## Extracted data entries
* * * * * * *

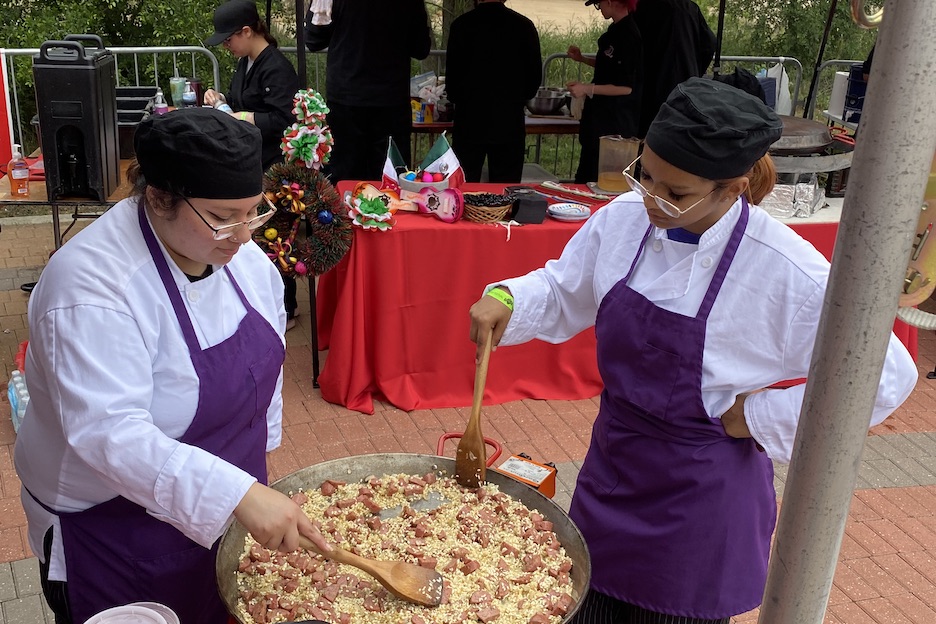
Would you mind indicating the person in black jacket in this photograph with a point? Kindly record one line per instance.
(261, 93)
(613, 104)
(678, 44)
(370, 44)
(489, 118)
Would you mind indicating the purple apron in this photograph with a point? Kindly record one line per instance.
(115, 552)
(677, 515)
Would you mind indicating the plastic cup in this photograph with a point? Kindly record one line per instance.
(176, 88)
(129, 614)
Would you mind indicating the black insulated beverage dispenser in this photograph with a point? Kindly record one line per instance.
(76, 97)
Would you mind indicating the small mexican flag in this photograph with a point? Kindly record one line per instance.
(441, 158)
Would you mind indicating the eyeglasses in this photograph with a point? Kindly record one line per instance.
(228, 40)
(226, 231)
(670, 209)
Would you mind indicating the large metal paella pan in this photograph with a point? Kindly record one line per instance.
(363, 466)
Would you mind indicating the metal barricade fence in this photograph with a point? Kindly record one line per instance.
(136, 66)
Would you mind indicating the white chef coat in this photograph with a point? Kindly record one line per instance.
(761, 329)
(112, 385)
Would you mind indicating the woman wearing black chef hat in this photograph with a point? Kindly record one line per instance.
(155, 374)
(261, 93)
(700, 303)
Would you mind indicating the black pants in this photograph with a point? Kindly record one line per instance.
(55, 592)
(588, 159)
(361, 137)
(599, 608)
(505, 158)
(289, 296)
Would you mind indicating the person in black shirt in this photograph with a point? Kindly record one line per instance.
(264, 82)
(613, 104)
(678, 44)
(370, 44)
(262, 91)
(489, 118)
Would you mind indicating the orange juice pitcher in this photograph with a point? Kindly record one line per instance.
(614, 154)
(920, 279)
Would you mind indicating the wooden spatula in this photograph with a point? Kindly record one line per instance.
(471, 454)
(406, 581)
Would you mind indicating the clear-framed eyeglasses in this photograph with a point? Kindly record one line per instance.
(670, 209)
(226, 231)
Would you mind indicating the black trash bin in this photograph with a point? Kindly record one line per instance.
(75, 94)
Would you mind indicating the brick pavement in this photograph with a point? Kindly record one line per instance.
(887, 567)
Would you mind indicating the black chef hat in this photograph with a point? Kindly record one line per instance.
(231, 17)
(200, 152)
(712, 130)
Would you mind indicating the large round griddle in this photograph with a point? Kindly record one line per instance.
(801, 136)
(360, 467)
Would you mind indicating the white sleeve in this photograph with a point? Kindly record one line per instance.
(772, 416)
(558, 301)
(102, 389)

* * * * * * *

## EXERCISE DETAILS
Copy the lines above exactly and exclude every image.

## OUTPUT FOR THIS EXERCISE
Would you mind indicating the person in black jacket in this photograph with a point? Kindly record one line per instance.
(261, 93)
(613, 104)
(678, 44)
(370, 44)
(489, 118)
Would you mind indicating the purple apron in this photograph with a point? Kindly record one line per instance.
(115, 552)
(677, 515)
Would you mind indicating the plastic cup in this photograph with a point? Kindly record one line per instance.
(176, 88)
(129, 614)
Would you mind indicating the black insulated beverage dispenser in this photograph with a point? Kindly record one line per instance.
(76, 97)
Would you mind indicating the small mexican flag in this photograph with a point? Kindly record one line per instance.
(441, 158)
Would you mind indicating the eyeglasses in this photograph with a point? Kindly record one line per instance.
(228, 40)
(226, 231)
(670, 209)
Would you mind indicating the large metal paella pan in this photograph with a point? Kindly record one line per instance.
(363, 466)
Would you mind indicating the metal barricade fence in this photograph with a point? Kindly record one line per instance.
(136, 66)
Would you mind indicating the white chef coat in this photograph with a point? Kindly record one line per instance.
(761, 329)
(112, 385)
Would you mind indicating the woman wearing black chef hat in this photograph with a point? Kindly record one line per instance.
(155, 374)
(261, 93)
(700, 303)
Would you mind indicating the black pants in this photograph with a point? Kindly record one line per instance.
(55, 592)
(588, 159)
(361, 137)
(599, 608)
(505, 158)
(289, 296)
Would you mind indicating the person in black shirt in this photograph with a point? Kindly record one line per instance.
(264, 82)
(613, 104)
(678, 44)
(370, 44)
(262, 91)
(489, 118)
Would you mind indicating the orange juice pitcher in this photograph with a point? Kindly record one line per instance.
(614, 154)
(920, 279)
Would you mind indicating the wooden spatula in this photograph with a point? Kindly record one line per instance.
(471, 454)
(406, 581)
Would you mind indicating the clear-framed eyeglasses in this photograph with a point? Kindly record one line per instance.
(670, 209)
(226, 231)
Would you mind indicating the black trash bin in this photograph with a point? Kindly record one line per instance.
(75, 94)
Would you mind indicating the brick pavement in this photograph with a point? Kindly record one line per instance.
(887, 567)
Would you mind indicating the black chef hat in this photograph with a point? Kindly record one line per instance.
(231, 17)
(200, 152)
(712, 130)
Would you mind indicating the large round griddle in this photograph with a point? Kindly record one line per instance.
(801, 136)
(360, 467)
Would you mind indicating the white sleeve in this photograph with a point? Kindly record one line per instance.
(772, 416)
(558, 301)
(102, 389)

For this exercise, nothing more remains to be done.